## TAREFAS DO EXERCÍCIO
1 - Responda com base no texto sobre os 50 anos do programa de Ciência Política da Unicamp:
(a) Em que dias o seminário foi realizado?
(b) Quem era o chefe do departamento de ciência política da Unicamp que falou na mesa de abertura?
(c) Em que ano foi criado o doutorado do programa?
2 - Dê sequência ao texto sobre o seminário dos 50 anos do programa de Ciência Política da Unicamp, começando logo após a última frase.

## TEXTO
========
Carlos Eduardo Rezende Landim1
Andréia Fressatti Cardoso2
11 de dezembro de 2024
Qual é o papel desempenhado pela Ciência Política em nosso tempo? De que forma o Programa de Pós-Graduação do Instituto de Filosofia e Ciências Humanas (IFCH) foi moldado e, simultaneamente, moldou as diferentes conjunturas históricas e políticas do país? Em que medida sua proposta inovadora, marcada pela insígnia de uma “heterodoxia rebelde”, contribuiu para redefinir os paradigmas da Ciência Política brasileira? Essas e outras questões foram abordadas pelos participantes do seminário que marcou os 50 anos do Programa de Pós-graduação em Ciência Política (PPGCP) do IFCH, Universidade Estadual de Campinas (Unicamp), realizado nos dias 12, 13 e 14 de novembro de 2024.
Na mesa de abertura, Andrei Koerner, chefe do departamento de ciência política da Unicamp, indicou que os três dias de evento seriam um “momento de reflexão e memória, numa combinação entre retrospecção e prospecção na questão do presente”. Se Max Weber, no célebre escrito A Ciência como Vocação, ensina-nos que a ciência deve ter a capacidade de questionar pressupostos, superar dogmas e buscar a autonomia intelectual, sendo este um dos motores que impulsiona a renovação do pensamento, o que se evidenciou nos dias de discussão foi o testemunho de um espírito crítico vigoroso e comprometido com esses elementos. Tal espírito não apenas move a vocação dos atuais docentes e discentes do programa, mas permeia as trajetórias dos que em algum momento por lá passaram. As preocupações com os rumos do Brasil e o compromisso ético-político com a transformação social – além, evidentemente, do rigor metodológico e da qualidade das pesquisas – continuam a ser uma das marcas que sustentam o programa.
Fundado em 1974 com o curso de mestrado acadêmico – o doutorado foi criado em 2005 –, o programa foi idealizado com uma abordagem inovadora, fundamentada em uma sólida formação teórica e metodológica de caráter multidisciplinar. Disso nasceu aquela que seria sua principal marca, descrita ao longo do evento como “heterodoxia rebelde”. As diferentes mesas buscaram realizar uma reflexão sobre a trajetória do programa, entre continuidades e mudanças, e pensar a sua importância para a formação, percurso profissional e experiência intelectual, além das perspectivas para o futuro. A comemoração dos 50 anos do PPGCP foi organizada em três eixos: atividades de memória, que contempla as entrevistas preservadas no acervo digital CEDEC-CEIPOC e pesquisa documental no arquivo da pós-graduação para resgatar o panorama histórico e mapear as transformações que marcaram a trajetória do programa; a realização do seminário que relatamos aqui; e uma coletânea prevista para 2025.
========
Dados armazenados:
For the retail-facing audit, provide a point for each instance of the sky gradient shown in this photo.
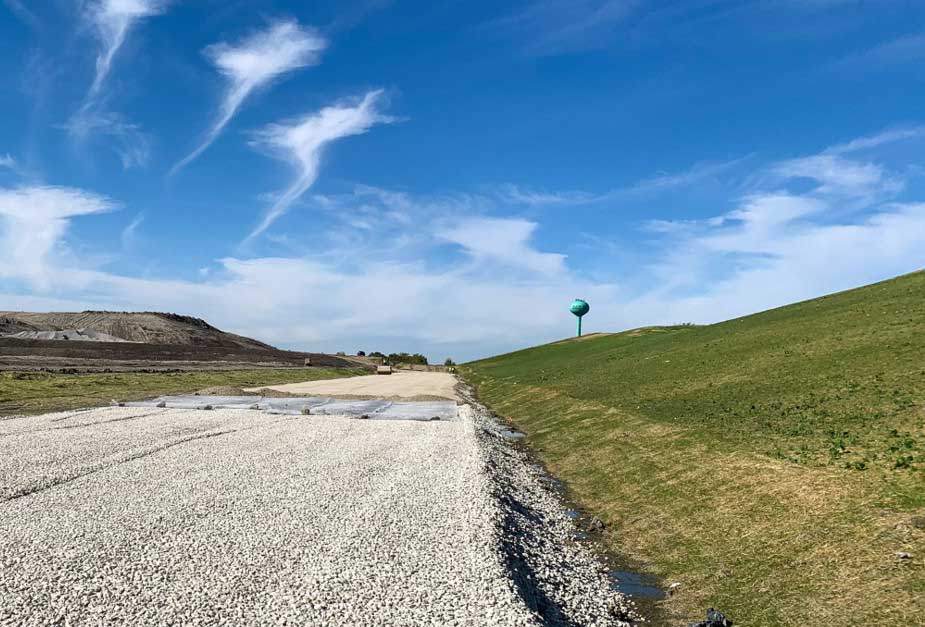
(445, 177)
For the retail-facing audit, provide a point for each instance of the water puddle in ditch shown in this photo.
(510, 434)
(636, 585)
========
## RESPOSTAS
1 -
(a) Nos dias 12, 13 e 14 de novembro de 2024.
(b) Andrei Koerner.
(c) Em 2005.

2 -
No primeiro dia, realizou-se a mesa inaugural, com as professoras Rachel Meneguello, pró-reitora de Pós-Graduação na Unicamp, Andréia Galvão, diretora do IFCH, Alvaro Bianchi, coordenador do PPGCP, e Andrei Koerner. Nesta mesa, foi feito o convite para as demais mesas: o que foi e o que é o PPGCP, quais as propostas para seu futuro, mas também quais são suas características, marcas e legado. Foi a primeira vez que o PPGCP foi descrito em sua “heterodoxia rebelde” durante o seminário.
Essa marca é reconhecida pela quantidade de pesquisas de áreas e metodologias distintas que o PPGCP possui. Além de abrigar o Estudo Eleitoral Brasileiro (ESEB), vinculado ao Centro de Estudos de Opinião Pública (CESOP), o programa desenvolve estudos que vão desde análises sobre Gramsci e Poulantzas até investigações sobre direito, política e movimentos sociais. Essa diversidade constitui uma potência criativa no âmbito da pós-graduação, proporcionando aos discentes a oportunidade de interagir com múltiplas perspectivas e interpretações acerca da Ciência Política. Um exemplo significativo dessa pluralidade foi destacado durante a conferência da professora Meneguello, na última mesa do primeiro dia do seminário. Na ocasião, Bianchi relembrou um episódio em que, durante a organização de um seminário sobre Lenin, Meneguello não apenas demonstrou interesse em participar, como apresentou uma análise detalhada sobre as origens da teoria dos partidos políticos, localizando no teórico político russo sua gênese.
Marcada em todo o evento, essa essência evidenciou-se também na mesa O Projeto “Memória dos 50 anos do PPGCP-Unicamp”. Nela, Koerner sintetizou as trajetórias mencionadas, ressaltando o esforço coletivo de realização das comemorações. Em seguida, Bianchi fez uma intervenção sobre a “pré-história” do projeto de resgate da história do programa. Em 2020, quando se iniciaram preparativos para os 50 anos do programa, propôs-se a seguinte reflexão: “se este programa quer ocupar na Ciência Política brasileira o lugar que lhe é de direito, nós precisamos escrever a nossa própria história”. Para tanto, a base para essa iniciativa deveria ser a ideia de que a excepcionalidade do PPGCP da Unicamp não é um resultado inesperado de um percurso independente, mas fruto de uma renitente convicção, que se materializou nas linhas de pesquisa e nas disciplinas desenvolvidas ao longo dos anos. Um aspecto importante da reflexão de Bianchi é a ênfase na continuidade do programa que, aperfeiçoando, adequando e ajustando às contingências, manteve-se fiel aos princípios e objetivos fundantes de uma “heterodoxia rebelde”.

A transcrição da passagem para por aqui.